#### Directives
**1.** Answer these from the bug report:
(a) What chain length is given for both the node's block and the winning block?
(b) What version of jormungandr is listed under the mandatory information?
(c) According to the reply, why shouldn't Pooltool be relied on now?
**2.** Reproduce the bug report word for word from "Even assuming for" to "sense either way.".
>> Begin Text extract
Describe the bug
My node on UTC time successfully created a block in epoch 41 like scheduled:
The block was lost to a competitive fork, the node was thus NOT in a fork at the time of block creation.
Winning blockhash:
According to the explorer this block is on the same chainlength 125640 but on a different slot 8643 and a completely different time almost 40 minutes later:
January 24, 2020 01:01:43
Mandatory Information
jcli --full-version jcli 0.8.7 (8.7-364cd84e, release, linux [x86_64]) - [rustc 1.40.0 (73528e339 2019-12-16)]jormungandr --full-version jormungandr 0.8.7 (8.7-364cd84e, release, linux [x86_64]) - [rustc 1.40.0 (73528e339 2019-12-16)]To Reproduce
Steps to reproduce the behavior:
Expected behavior
Slot of winning blockhash should match own losing leaders_log
Timestamp of winning blockhash should be closely aligned to own losing leaders_log (maybe a few ms quicker, which is why the competitive fork won)
It should be possible to look at blockhash of winning pool to better understand why the competitive fork was lost, the current provided information on slot and timestamp does not make any sense.
Why do you think it was lost to a competitive fork?
Your node probably made a block on fork which different chain length and slot numbers means.
Explorer shows your LOCAL time, while output from your node leaders logs is in UTC. No time distortions.
P.S. Pooltool was fed by fake data, so you shouldn't rely on it now.
P.S.S 41.8603 - missing from the current chain completely, so it was not lost to a competitive fork. Your node just failed to produce it. Check what parent hash your node took to create that slot.
Thank you for looking at this adascanBovich, following up on your questions:
1. Because I run two nodes in failover mode which means my pool is at the top of the blockchain pretty much all the time and because pooltool.io did display my lost block as a competitive fork, I do assume pooltool.io bases this decision on the parent hash: https://pooltool.s3-us-west-2.amazonaws.com/8e4d2a3/pools/3a192bc7285d7ddfd77c0b854b4008bbf4c5fe53d1ad42770f6ffdf9b3d4c7d6/byepoch/41/winloss.json
The error might of course also be with pooltool, I will direct papa carp here to take a look.
2. As I wrote the chainlength is exactly the same at 125640 for both my block and the winning blockhash. Timestamp and slot differ. This is what is confusing.
3. The latest blockhash on epoch 43 at the time of writing this is
https://explorer.incentivized-testnet.iohkdev.io/block/fc974de9fd7700d00b5a34caa0c7ce77808de85223a6d38c55f452343dcd8486
with the following timestamp: January 26, 2020 09:50:31
Currrent time UTC is January 26, 2020 09:12:16 UTC
My local time January 26, 2020 10:12:16 UTC
So I don't know what time the Explorer shows. If the Explorer does not use UTC as the JCLI does this is a bug in itself and needs fixing. The timestamps should at least name the timezone they are to be interpreted in.
Even assuming for a moment you are right which means my block was created at
UTC finished_at_time: "2020-01-24T00:00:23.015275516+00:00"
The winning block at January 24, 2020 01:01:43
My local time at block creation was 01:23 am, so the timing does not make any sense either way.
>> End Text extract
>> Begin Given information
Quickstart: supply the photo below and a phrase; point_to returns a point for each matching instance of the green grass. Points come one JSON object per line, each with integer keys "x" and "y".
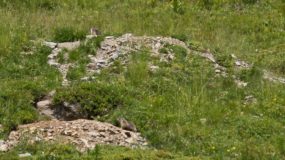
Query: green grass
{"x": 182, "y": 109}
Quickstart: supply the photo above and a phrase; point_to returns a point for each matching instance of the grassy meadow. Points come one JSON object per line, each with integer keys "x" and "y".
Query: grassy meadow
{"x": 184, "y": 110}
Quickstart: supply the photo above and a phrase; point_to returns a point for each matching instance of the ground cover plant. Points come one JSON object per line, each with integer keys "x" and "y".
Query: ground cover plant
{"x": 183, "y": 109}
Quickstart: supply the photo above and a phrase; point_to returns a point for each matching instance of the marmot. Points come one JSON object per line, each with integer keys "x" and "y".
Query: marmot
{"x": 124, "y": 124}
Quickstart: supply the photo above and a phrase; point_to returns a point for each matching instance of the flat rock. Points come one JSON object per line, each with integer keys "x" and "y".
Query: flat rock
{"x": 69, "y": 45}
{"x": 51, "y": 45}
{"x": 44, "y": 104}
{"x": 84, "y": 134}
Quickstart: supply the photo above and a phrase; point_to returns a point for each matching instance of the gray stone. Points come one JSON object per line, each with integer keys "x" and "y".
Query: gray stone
{"x": 44, "y": 104}
{"x": 51, "y": 45}
{"x": 69, "y": 45}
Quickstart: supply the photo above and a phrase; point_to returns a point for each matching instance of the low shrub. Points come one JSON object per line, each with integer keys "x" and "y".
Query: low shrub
{"x": 68, "y": 34}
{"x": 96, "y": 99}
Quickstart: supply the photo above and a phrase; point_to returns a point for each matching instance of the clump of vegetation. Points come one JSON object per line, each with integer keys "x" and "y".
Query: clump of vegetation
{"x": 95, "y": 99}
{"x": 68, "y": 34}
{"x": 183, "y": 107}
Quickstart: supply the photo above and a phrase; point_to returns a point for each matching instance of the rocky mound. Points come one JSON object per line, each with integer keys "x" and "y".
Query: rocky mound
{"x": 84, "y": 134}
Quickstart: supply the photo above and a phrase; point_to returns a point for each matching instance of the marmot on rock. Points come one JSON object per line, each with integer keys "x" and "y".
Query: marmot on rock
{"x": 124, "y": 124}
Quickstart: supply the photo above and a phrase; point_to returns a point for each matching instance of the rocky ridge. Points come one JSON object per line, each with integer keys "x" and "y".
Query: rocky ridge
{"x": 84, "y": 134}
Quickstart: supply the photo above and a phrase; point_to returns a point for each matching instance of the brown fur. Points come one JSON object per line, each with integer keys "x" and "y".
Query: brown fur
{"x": 124, "y": 124}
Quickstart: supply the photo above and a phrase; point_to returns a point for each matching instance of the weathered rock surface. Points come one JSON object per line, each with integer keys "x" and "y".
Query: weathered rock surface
{"x": 120, "y": 48}
{"x": 84, "y": 134}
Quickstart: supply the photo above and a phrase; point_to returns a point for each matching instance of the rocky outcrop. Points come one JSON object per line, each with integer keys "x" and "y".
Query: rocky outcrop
{"x": 84, "y": 134}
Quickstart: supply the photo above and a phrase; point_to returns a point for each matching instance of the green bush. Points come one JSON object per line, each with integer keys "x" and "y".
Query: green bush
{"x": 95, "y": 99}
{"x": 68, "y": 34}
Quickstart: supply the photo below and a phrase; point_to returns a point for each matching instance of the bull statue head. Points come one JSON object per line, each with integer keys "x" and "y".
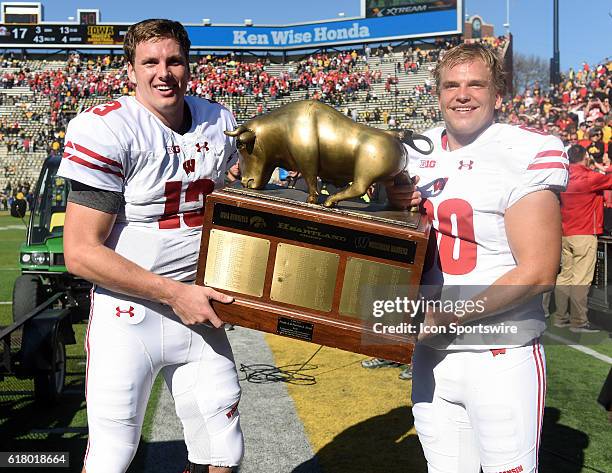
>> End Given information
#### Answers for this exercise
**1.**
(a) 125640
(b) 0.8.7
(c) Pooltool was fed by fake data.

**2.**
Even assuming for a moment you are right which means my block was created at
UTC finished_at_time: "2020-01-24T00:00:23.015275516+00:00"
The winning block at January 24, 2020 01:01:43
My local time at block creation was 01:23 am, so the timing does not make any sense either way.